**What this task involves:** Beginning at whichever line contains "occurrences of muddy", reproduce each line of the records below word for word, ending with the last, and add nothing.

**Records supplied:**

--- --- ---

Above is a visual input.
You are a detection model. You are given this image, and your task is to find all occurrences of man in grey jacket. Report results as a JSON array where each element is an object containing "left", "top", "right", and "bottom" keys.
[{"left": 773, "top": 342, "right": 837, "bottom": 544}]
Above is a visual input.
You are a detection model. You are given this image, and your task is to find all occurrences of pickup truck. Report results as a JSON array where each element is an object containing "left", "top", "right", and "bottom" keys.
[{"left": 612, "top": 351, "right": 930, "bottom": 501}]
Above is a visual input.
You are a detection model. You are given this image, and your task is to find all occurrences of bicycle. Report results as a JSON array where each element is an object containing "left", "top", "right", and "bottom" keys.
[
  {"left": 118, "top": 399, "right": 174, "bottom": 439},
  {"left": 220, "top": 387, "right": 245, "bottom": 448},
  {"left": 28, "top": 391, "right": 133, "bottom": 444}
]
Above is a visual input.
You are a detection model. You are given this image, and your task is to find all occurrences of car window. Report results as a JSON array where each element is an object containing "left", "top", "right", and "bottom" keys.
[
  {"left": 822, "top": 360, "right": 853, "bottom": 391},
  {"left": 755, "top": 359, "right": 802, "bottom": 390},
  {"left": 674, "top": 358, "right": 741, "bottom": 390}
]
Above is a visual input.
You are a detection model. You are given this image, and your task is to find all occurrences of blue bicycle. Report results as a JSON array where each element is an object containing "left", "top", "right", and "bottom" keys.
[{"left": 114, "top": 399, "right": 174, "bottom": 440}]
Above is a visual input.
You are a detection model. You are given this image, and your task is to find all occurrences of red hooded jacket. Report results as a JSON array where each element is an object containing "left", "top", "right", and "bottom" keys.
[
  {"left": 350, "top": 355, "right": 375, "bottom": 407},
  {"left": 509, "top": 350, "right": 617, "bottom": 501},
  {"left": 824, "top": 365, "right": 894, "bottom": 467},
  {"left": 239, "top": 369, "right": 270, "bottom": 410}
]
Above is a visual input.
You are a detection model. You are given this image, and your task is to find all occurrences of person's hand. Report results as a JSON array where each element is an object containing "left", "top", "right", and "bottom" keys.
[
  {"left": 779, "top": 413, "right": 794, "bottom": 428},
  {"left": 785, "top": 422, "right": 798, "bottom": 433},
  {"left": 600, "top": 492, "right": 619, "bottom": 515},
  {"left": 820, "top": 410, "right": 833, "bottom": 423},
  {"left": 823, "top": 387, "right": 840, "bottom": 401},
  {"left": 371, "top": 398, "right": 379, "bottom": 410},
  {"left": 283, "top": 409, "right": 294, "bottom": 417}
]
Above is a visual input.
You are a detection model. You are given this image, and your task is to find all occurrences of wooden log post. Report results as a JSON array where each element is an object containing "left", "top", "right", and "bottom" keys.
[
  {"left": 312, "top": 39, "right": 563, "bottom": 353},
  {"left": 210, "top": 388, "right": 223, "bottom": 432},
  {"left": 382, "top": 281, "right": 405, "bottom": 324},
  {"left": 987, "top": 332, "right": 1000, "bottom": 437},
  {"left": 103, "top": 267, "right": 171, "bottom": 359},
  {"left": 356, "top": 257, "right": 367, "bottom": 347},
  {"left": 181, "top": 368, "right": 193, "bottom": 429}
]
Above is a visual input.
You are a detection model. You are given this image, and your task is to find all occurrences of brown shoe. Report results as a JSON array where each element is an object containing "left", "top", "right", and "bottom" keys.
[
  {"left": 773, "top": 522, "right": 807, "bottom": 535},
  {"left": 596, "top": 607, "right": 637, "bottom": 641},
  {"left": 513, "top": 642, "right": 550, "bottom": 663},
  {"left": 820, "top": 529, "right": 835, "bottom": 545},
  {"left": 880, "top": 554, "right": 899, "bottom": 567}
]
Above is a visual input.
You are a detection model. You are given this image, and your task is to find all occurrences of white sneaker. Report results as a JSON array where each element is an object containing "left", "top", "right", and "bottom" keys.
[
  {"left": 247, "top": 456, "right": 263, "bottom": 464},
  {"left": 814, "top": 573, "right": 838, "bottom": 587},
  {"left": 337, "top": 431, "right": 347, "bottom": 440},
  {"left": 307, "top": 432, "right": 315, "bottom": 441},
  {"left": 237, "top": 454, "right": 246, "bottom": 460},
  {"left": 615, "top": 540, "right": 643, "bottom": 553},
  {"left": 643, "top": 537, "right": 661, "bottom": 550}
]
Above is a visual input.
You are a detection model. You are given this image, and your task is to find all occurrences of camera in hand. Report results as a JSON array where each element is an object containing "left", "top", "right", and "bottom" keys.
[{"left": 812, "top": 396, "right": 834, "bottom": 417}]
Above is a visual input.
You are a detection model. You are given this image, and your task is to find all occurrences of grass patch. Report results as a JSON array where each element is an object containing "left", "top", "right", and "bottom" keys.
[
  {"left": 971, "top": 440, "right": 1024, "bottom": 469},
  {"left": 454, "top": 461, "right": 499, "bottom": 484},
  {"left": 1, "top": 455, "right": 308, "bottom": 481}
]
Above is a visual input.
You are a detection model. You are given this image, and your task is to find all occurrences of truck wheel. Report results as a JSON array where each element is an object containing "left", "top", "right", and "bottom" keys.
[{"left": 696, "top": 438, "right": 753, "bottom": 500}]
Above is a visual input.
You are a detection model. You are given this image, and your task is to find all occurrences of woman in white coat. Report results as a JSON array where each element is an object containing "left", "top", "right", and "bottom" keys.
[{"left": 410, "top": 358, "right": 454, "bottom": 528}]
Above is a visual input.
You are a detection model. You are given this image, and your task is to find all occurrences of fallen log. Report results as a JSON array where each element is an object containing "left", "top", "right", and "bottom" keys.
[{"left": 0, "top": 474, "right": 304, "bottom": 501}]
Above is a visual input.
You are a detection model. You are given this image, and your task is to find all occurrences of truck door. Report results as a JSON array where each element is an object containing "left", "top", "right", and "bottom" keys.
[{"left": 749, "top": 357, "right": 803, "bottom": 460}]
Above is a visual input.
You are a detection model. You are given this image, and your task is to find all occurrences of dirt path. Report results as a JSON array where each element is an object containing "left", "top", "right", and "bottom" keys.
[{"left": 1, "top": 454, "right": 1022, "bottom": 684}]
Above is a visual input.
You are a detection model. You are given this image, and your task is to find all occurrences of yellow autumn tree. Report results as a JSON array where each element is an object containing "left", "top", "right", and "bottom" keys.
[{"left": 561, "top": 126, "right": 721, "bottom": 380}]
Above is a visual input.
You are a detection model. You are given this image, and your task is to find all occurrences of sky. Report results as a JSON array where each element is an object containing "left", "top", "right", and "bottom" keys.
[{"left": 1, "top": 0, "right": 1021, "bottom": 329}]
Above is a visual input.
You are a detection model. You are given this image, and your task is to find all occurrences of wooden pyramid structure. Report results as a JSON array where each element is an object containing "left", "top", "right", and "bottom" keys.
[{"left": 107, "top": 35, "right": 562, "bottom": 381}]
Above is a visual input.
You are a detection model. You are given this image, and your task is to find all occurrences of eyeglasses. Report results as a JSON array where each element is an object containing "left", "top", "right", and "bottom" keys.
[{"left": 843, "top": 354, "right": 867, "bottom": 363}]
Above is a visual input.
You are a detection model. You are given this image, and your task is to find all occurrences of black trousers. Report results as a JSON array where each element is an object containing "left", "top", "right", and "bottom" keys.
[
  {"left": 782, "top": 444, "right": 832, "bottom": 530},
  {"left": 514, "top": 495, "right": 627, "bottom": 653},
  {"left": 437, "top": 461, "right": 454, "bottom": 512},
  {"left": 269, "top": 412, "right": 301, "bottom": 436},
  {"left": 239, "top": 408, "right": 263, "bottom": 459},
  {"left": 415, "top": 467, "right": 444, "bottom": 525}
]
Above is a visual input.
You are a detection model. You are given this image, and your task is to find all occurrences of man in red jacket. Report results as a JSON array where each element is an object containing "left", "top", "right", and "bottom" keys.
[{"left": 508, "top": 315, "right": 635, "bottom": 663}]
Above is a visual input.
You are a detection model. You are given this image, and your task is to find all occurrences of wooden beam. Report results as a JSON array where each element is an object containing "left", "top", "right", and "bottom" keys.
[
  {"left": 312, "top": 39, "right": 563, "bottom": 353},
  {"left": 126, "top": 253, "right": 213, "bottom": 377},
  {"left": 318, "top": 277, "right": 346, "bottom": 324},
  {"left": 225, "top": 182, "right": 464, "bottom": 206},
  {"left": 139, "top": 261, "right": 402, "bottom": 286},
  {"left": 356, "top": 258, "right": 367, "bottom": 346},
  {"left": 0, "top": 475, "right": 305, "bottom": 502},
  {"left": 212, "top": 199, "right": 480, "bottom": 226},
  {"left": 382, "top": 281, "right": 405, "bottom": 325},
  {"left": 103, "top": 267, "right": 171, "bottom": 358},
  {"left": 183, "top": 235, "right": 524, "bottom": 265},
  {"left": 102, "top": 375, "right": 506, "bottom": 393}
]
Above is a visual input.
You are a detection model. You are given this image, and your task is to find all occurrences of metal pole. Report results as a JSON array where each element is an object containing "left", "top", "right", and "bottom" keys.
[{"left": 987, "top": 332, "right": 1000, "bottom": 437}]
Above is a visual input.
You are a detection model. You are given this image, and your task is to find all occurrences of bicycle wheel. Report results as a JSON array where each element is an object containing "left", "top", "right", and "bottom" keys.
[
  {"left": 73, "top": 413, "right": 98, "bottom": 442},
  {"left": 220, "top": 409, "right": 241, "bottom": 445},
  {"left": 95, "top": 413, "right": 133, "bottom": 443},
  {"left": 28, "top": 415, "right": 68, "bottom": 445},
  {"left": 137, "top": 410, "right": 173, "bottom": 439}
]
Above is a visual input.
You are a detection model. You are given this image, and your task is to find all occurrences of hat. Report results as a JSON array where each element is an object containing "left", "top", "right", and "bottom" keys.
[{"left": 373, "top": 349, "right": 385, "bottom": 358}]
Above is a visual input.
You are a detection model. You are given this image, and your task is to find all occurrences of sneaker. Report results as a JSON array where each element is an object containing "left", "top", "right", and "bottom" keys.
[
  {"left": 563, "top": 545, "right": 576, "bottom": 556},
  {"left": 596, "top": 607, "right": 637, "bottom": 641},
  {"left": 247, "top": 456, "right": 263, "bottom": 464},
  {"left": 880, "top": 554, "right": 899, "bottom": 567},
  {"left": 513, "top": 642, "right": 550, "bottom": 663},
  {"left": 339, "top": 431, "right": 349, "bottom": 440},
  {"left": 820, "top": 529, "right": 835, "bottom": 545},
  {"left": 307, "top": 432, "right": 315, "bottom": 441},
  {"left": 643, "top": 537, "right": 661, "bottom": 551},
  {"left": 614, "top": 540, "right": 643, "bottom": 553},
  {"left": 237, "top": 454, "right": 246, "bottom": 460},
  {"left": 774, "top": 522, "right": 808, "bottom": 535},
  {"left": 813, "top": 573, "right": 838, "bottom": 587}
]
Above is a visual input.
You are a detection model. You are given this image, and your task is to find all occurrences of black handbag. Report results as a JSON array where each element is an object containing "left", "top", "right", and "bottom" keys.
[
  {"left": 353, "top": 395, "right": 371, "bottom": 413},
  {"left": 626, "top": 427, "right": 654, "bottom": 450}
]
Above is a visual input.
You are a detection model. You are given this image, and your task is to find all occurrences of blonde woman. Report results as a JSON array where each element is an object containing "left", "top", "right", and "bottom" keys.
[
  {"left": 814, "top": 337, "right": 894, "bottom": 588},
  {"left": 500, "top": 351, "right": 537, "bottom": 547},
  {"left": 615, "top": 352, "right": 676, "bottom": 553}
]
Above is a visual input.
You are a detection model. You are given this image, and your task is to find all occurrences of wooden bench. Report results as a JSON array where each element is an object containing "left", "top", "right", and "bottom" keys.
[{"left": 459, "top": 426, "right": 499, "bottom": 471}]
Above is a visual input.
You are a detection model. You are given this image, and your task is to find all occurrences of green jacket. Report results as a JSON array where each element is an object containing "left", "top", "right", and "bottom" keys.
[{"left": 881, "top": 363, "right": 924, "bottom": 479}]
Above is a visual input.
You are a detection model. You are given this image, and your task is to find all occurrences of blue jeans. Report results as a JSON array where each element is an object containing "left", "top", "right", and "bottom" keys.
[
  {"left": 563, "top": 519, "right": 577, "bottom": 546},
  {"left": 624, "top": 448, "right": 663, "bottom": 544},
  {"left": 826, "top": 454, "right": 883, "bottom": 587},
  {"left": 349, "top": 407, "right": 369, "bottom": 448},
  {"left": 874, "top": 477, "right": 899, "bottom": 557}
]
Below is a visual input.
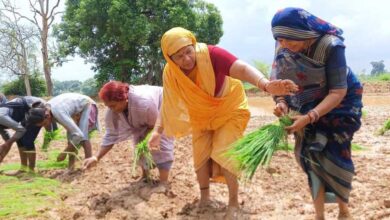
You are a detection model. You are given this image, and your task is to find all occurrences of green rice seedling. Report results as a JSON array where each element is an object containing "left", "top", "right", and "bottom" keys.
[
  {"left": 351, "top": 143, "right": 366, "bottom": 151},
  {"left": 0, "top": 175, "right": 65, "bottom": 219},
  {"left": 378, "top": 118, "right": 390, "bottom": 135},
  {"left": 131, "top": 133, "right": 155, "bottom": 181},
  {"left": 41, "top": 129, "right": 65, "bottom": 151},
  {"left": 226, "top": 115, "right": 293, "bottom": 181},
  {"left": 0, "top": 150, "right": 68, "bottom": 172}
]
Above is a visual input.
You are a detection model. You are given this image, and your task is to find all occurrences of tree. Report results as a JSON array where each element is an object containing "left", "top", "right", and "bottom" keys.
[
  {"left": 2, "top": 0, "right": 62, "bottom": 96},
  {"left": 370, "top": 60, "right": 386, "bottom": 76},
  {"left": 2, "top": 71, "right": 47, "bottom": 96},
  {"left": 53, "top": 79, "right": 82, "bottom": 95},
  {"left": 0, "top": 3, "right": 40, "bottom": 95},
  {"left": 80, "top": 78, "right": 98, "bottom": 97},
  {"left": 54, "top": 0, "right": 223, "bottom": 86}
]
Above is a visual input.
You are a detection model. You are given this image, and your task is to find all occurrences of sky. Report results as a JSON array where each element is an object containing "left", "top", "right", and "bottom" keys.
[{"left": 10, "top": 0, "right": 390, "bottom": 81}]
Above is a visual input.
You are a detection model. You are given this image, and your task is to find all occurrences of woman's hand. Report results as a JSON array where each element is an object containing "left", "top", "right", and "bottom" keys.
[
  {"left": 82, "top": 156, "right": 98, "bottom": 170},
  {"left": 148, "top": 131, "right": 161, "bottom": 152},
  {"left": 266, "top": 79, "right": 298, "bottom": 96},
  {"left": 273, "top": 102, "right": 289, "bottom": 117},
  {"left": 285, "top": 114, "right": 310, "bottom": 133}
]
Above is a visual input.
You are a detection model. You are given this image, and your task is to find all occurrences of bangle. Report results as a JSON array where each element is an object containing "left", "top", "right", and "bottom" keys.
[
  {"left": 256, "top": 75, "right": 269, "bottom": 92},
  {"left": 307, "top": 113, "right": 314, "bottom": 124},
  {"left": 276, "top": 98, "right": 287, "bottom": 105},
  {"left": 309, "top": 109, "right": 320, "bottom": 122},
  {"left": 91, "top": 156, "right": 98, "bottom": 162}
]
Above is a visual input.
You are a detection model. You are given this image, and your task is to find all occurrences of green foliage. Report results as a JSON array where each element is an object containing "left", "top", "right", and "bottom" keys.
[
  {"left": 81, "top": 78, "right": 99, "bottom": 97},
  {"left": 0, "top": 175, "right": 62, "bottom": 218},
  {"left": 359, "top": 73, "right": 390, "bottom": 82},
  {"left": 54, "top": 0, "right": 223, "bottom": 86},
  {"left": 253, "top": 60, "right": 270, "bottom": 78},
  {"left": 132, "top": 133, "right": 155, "bottom": 181},
  {"left": 0, "top": 150, "right": 68, "bottom": 218},
  {"left": 53, "top": 80, "right": 82, "bottom": 95},
  {"left": 378, "top": 118, "right": 390, "bottom": 135},
  {"left": 226, "top": 116, "right": 293, "bottom": 181},
  {"left": 0, "top": 150, "right": 68, "bottom": 172},
  {"left": 42, "top": 129, "right": 66, "bottom": 151},
  {"left": 351, "top": 143, "right": 366, "bottom": 151},
  {"left": 1, "top": 72, "right": 46, "bottom": 96}
]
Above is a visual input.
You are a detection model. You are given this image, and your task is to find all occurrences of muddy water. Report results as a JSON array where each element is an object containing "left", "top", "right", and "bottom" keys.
[{"left": 248, "top": 95, "right": 389, "bottom": 116}]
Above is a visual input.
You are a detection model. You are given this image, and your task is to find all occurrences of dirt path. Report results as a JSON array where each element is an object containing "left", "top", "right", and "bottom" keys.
[{"left": 1, "top": 95, "right": 390, "bottom": 220}]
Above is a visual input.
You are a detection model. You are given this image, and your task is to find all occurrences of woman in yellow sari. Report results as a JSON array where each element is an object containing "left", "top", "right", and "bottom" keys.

--- --- ---

**Written answer:**
You are a detection model. You are given this image, and your task is to find all occurrences of muddy water. Report results as a JSON array where each element is an object containing "left", "top", "right", and "bottom" keys.
[{"left": 248, "top": 95, "right": 389, "bottom": 116}]
Above is a visual input.
You are a detection model. You are given this image, and your task is to find all occurrences of dirt path. Report results as a JSON array where each element is an object containing "left", "top", "right", and "bottom" keys.
[{"left": 1, "top": 95, "right": 390, "bottom": 220}]
Above is a visual input.
You are a detection model. You are given this image, and your task is to find all occurrences of woman in yellow sari. Report results as a JSON array where each element is an object containing "left", "top", "right", and "bottom" keys.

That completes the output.